**MATERIAL**:
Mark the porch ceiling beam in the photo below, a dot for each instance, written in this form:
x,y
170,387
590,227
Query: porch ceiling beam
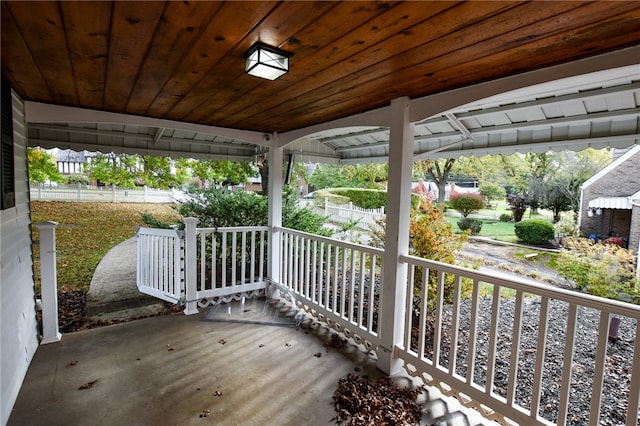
x,y
158,134
458,125
533,146
554,100
572,120
44,143
600,142
355,134
310,153
137,136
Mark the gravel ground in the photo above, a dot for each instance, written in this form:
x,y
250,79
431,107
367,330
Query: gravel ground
x,y
618,362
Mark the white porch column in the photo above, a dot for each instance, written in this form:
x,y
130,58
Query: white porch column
x,y
190,266
49,282
275,211
394,275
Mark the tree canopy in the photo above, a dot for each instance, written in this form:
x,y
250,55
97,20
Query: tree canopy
x,y
42,166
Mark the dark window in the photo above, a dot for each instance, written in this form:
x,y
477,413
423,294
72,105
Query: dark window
x,y
7,175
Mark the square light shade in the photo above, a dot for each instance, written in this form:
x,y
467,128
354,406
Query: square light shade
x,y
266,61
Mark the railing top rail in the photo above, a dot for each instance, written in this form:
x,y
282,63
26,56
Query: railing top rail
x,y
231,229
159,232
540,289
361,247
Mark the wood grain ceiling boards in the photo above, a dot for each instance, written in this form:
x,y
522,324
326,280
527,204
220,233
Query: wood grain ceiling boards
x,y
184,60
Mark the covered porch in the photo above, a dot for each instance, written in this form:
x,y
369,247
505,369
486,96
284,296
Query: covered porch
x,y
187,370
397,82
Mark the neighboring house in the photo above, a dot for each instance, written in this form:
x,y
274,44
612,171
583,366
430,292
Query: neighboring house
x,y
610,201
70,161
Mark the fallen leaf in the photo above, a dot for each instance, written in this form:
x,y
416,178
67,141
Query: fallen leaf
x,y
88,385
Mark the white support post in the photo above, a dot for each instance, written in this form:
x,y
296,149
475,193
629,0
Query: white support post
x,y
275,159
190,265
49,283
394,275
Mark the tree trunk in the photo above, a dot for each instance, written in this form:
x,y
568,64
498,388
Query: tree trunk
x,y
440,175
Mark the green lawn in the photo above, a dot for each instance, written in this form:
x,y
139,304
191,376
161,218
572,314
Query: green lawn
x,y
495,229
86,232
491,225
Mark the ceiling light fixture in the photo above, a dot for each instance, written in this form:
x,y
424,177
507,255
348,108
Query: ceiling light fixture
x,y
266,61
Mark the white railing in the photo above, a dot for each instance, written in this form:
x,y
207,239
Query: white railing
x,y
105,194
160,263
230,261
474,347
484,338
336,281
349,212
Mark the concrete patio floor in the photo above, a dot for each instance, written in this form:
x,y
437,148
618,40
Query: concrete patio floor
x,y
184,370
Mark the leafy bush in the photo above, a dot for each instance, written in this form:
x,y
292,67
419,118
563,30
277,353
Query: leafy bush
x,y
600,269
534,231
506,217
492,192
217,208
466,203
363,198
152,221
431,237
518,205
76,178
566,227
473,225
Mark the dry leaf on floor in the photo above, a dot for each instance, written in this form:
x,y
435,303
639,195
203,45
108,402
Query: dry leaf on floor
x,y
88,385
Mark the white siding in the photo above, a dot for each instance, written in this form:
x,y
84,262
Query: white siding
x,y
18,326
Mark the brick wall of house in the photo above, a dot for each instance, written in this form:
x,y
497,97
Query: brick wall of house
x,y
622,181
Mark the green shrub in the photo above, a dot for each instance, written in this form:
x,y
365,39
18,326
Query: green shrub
x,y
466,203
431,237
218,208
534,231
600,269
363,198
77,178
473,225
506,217
492,192
566,227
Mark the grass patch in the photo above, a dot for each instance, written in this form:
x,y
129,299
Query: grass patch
x,y
490,228
86,232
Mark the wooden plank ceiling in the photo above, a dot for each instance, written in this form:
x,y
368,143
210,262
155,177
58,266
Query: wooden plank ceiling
x,y
184,61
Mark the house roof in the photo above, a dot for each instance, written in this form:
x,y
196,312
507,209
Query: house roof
x,y
630,153
168,77
622,203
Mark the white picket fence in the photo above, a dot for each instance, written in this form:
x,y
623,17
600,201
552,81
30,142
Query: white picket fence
x,y
105,194
349,212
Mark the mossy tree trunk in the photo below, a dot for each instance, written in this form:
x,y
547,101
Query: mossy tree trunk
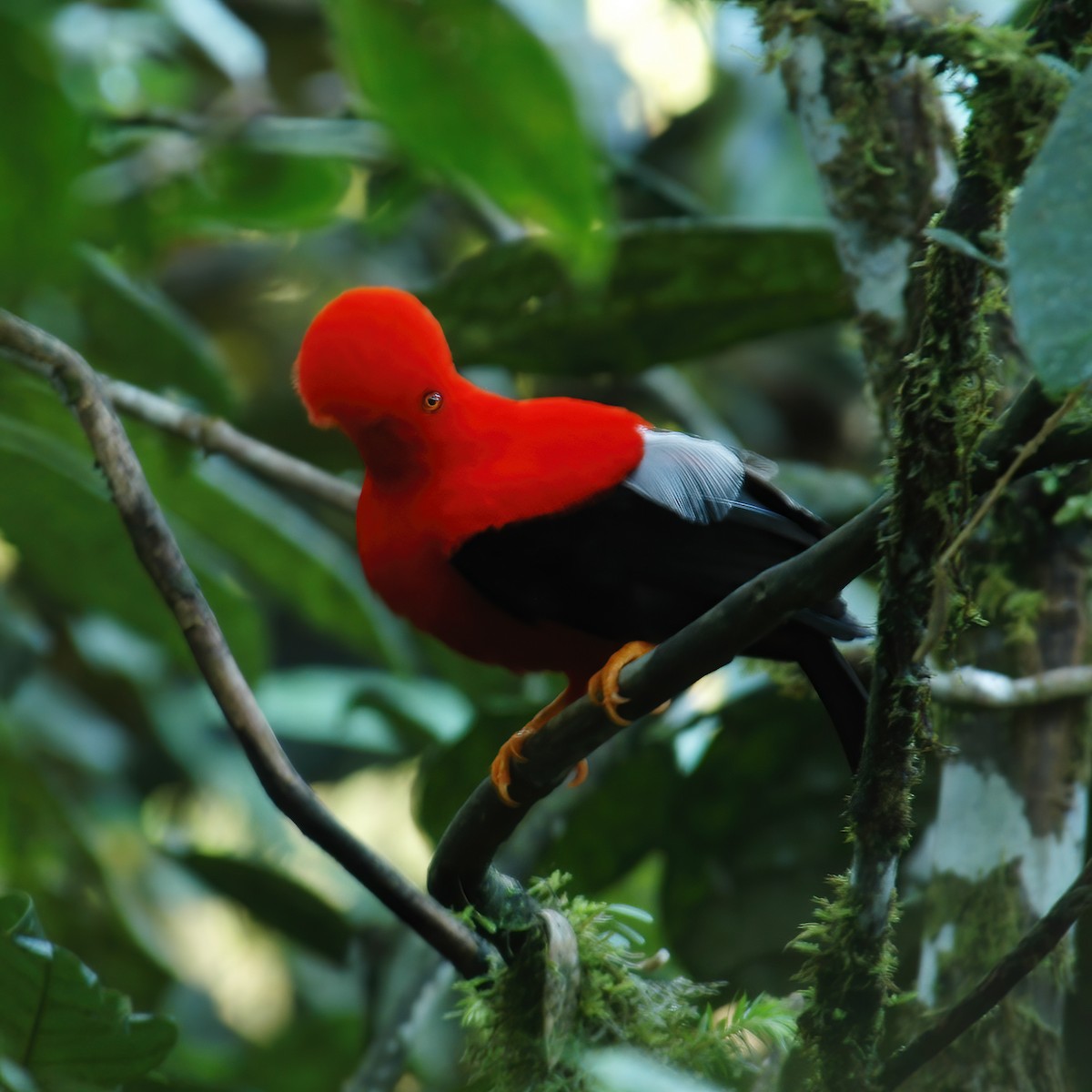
x,y
1009,833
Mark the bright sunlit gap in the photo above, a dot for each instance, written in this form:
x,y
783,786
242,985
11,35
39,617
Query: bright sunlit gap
x,y
664,47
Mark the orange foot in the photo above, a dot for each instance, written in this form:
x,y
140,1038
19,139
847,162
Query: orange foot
x,y
603,686
500,773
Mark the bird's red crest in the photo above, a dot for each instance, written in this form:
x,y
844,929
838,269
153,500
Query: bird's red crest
x,y
369,353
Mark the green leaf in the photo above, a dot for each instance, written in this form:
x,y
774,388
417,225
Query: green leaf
x,y
126,321
43,148
623,1069
276,899
680,288
267,192
74,550
277,544
472,94
1049,239
763,829
60,1024
345,707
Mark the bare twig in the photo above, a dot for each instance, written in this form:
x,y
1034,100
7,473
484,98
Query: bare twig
x,y
1040,940
972,686
216,436
938,612
158,551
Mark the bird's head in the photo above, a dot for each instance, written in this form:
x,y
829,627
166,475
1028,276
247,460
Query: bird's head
x,y
372,355
375,364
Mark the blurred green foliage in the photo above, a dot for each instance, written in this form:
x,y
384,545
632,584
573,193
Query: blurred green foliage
x,y
181,187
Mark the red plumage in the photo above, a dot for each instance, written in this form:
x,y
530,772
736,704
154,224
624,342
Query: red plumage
x,y
494,523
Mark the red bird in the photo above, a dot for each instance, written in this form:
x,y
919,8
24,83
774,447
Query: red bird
x,y
543,534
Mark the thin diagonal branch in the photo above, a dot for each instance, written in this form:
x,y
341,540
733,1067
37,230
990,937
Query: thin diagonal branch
x,y
1040,940
216,435
462,871
158,551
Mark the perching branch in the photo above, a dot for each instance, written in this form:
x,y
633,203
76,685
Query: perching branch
x,y
158,551
214,435
1040,940
461,872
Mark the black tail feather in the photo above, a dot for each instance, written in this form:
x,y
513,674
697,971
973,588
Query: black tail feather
x,y
841,692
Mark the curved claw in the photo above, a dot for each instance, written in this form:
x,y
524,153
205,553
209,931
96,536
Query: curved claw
x,y
603,686
500,771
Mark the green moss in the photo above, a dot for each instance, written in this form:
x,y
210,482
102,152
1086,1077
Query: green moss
x,y
839,1040
615,1003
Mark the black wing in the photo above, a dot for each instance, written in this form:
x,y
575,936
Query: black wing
x,y
640,561
645,558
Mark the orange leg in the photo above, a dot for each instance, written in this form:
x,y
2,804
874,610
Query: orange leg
x,y
500,773
603,686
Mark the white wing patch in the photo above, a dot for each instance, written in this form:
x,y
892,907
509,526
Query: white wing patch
x,y
698,480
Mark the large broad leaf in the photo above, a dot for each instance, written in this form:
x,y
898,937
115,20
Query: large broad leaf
x,y
126,322
74,550
1049,240
43,147
58,1022
276,899
268,192
235,532
472,94
678,289
625,1069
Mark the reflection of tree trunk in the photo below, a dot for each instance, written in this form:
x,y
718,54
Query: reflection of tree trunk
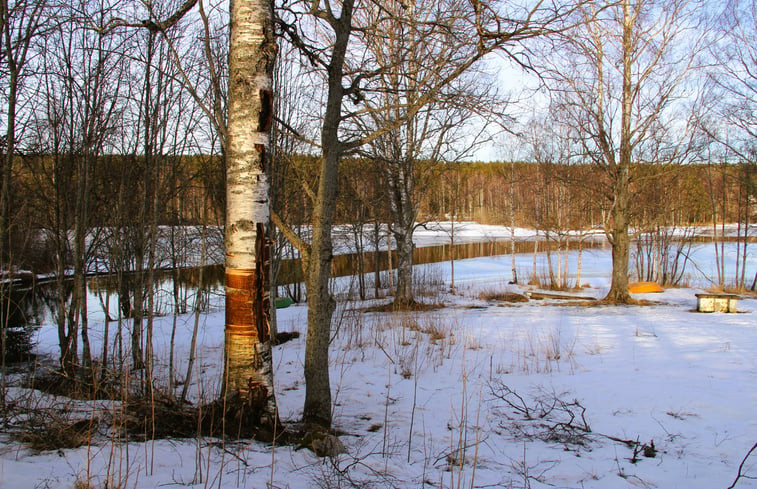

**GOAL**:
Extract every line above that contains the string "bush", and copy each one in full. Case counts.

**FINAL ANSWER**:
Mark the leafy bush in the photo above, a dot for each instance, written in this form:
Query: leafy bush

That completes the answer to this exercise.